> AUFGABEN:
1 > Übertragen Sie den Satz „Weihnachten ist sozusagen die Mitte, der Mittelpunkt, das Ziel.“ aus der Quelle ins Englische.
2 > Ermitteln Sie in den Datensätzen alle Zeilen, die das Wort „mosquito“ enthalten, und schreiben Sie jede dieser Zeilen ab.

> QUELLE:

- - - - -

Volle Aufmerksamkeit auf Jesus (Markus 14,3-9)

Bestimmt kennt Ihr das Buch von Jules Verne, Die Reise zum Mittelpunkt der Erde. Es wurde auch mehrfach verfilmt und umgewandelt immer wieder neu aufgelegt und bis zur Unkenntlichkeit verändert. Geblieben ist der Titel. Es geht darum, den Mittelpunkt der Erde zu erreichen. Man kratzt nicht nur an der Oberfläche. Man will wirklich tief graben, einen Weg zur Mitte finden, sozusagen den Nabel der Welt. 

Auf diesem Weg erleben die Akteure dann auch viele Abenteuer. So ist es ja auch zu erwarten. Das macht die Geschichte spannend, interessant und lesenswert. 

Wie wird es sein in der Mitte der Erde? Wie ist das Leben dort? Gibt es dort noch mehr Menschen oder andere unbekannte Wesen? Werden die Helden ihr Ziel erreichen? Wie endet die Reise? (Wer das Buch gelesen hat, weiß, ob sie wirklich dort ankommen.)

Als mich meine Eltern mal in Kolumbien besucht haben, haben wir auch eine Tagestour zur Mitte des Landes gemacht, zum sogenannten Nabel Kolumbiens (El Ombligo de Colombia). Der Weg war gar nicht so spektakulär. Die weite Ebene dann aber schon beeindruckend. Man konnte zwar nicht die 600 Kilometer bis nach Venezuela gucken. Aber immerhin. 

Wenn wir die Adventszeit begehen, ist das auch so wie eine Reise. Weihnachten ist sozusagen die Mitte, der Mittelpunkt, das Ziel. Genau darin liegt in der Adventszeit unsere Aufmerksamkeit, oder?

Weihnachten – Jesus Christus ist geboren, der Sohn Gottes, durch den die ganze Welt geschaffen wurde. Er begegnet uns als frisch geschlüpftes Baby. Es schreit und ruft nach Aufmerksamkeit. Es hat Hunger und Durst, der gestillt werden muss. Er hat aber auch ein Ziel.

Als Jesus am Kreuz hängt und stirbt, schreit er noch einmal auf. Wieder ruft er um Aufmerksamkeit. Es scheint, sogar Gott hätte ihn verlassen und vergessen. Wo war seine Liebe hin? War er dort am Kreuz etwa nicht mehr der Nabel und Mittelpunkt der Welt? Oder war er nur der Mann der Schmerzen mit durchbohrten Händen und aufgeschlitzter Seite?

- - - - -

> DATENSÄTZE ZUR AUFGABE:
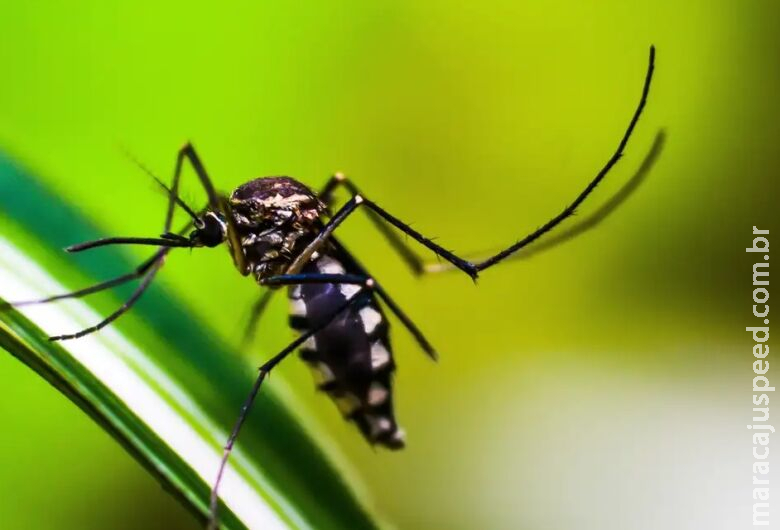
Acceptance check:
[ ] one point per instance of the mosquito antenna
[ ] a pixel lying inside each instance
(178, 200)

- - - - -

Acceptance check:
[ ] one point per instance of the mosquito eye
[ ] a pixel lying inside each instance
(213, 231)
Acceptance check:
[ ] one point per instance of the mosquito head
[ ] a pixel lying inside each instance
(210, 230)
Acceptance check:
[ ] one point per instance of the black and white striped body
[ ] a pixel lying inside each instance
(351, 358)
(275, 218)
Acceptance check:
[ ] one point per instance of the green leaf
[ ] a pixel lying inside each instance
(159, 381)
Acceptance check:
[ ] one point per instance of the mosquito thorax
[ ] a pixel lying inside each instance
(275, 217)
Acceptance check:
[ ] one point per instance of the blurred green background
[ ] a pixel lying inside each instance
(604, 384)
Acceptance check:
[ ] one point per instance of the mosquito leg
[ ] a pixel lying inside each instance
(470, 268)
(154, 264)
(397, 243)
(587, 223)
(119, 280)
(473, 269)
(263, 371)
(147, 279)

- - - - -

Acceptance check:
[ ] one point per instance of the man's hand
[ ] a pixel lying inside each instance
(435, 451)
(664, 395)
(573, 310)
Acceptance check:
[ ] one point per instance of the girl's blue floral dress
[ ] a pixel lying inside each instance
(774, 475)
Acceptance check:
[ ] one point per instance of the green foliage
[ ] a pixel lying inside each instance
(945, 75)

- - - - -

> ERWARTETE ANTWORTEN:
1 > Christmas is, so to speak, the center, the midpoint, the goal.

2 >
[ ] one point per instance of the mosquito antenna
[ ] one point per instance of the mosquito eye
[ ] one point per instance of the mosquito head
[ ] one point per instance of the mosquito thorax
[ ] one point per instance of the mosquito leg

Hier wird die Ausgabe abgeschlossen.